> _Working data_

========================

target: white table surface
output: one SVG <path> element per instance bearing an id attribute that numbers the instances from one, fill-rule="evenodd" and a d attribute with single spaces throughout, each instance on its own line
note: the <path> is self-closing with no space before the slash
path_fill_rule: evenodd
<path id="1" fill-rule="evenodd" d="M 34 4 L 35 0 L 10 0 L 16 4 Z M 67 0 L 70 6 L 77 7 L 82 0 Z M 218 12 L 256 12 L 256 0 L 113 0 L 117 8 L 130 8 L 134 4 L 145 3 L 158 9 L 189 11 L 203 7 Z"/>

========================

> _Short problem_
Scale the listing above by rewriting every line, requests included, with each coordinate in the path outlines multiplied by 0.65 and rounded to a whole number, halves going up.

> _Complete response_
target: white table surface
output: one SVG <path> element per instance bearing an id attribute that numbers the instances from one, fill-rule="evenodd" and a d attribute with single spaces throughout, each instance on its own line
note: the <path> is self-closing with no space before the slash
path_fill_rule: evenodd
<path id="1" fill-rule="evenodd" d="M 22 3 L 23 0 L 7 0 L 10 3 Z M 44 0 L 46 4 L 50 5 L 53 0 Z M 142 8 L 166 8 L 166 0 L 73 0 L 76 5 L 85 5 L 87 3 L 94 2 L 103 6 L 123 7 L 132 5 Z"/>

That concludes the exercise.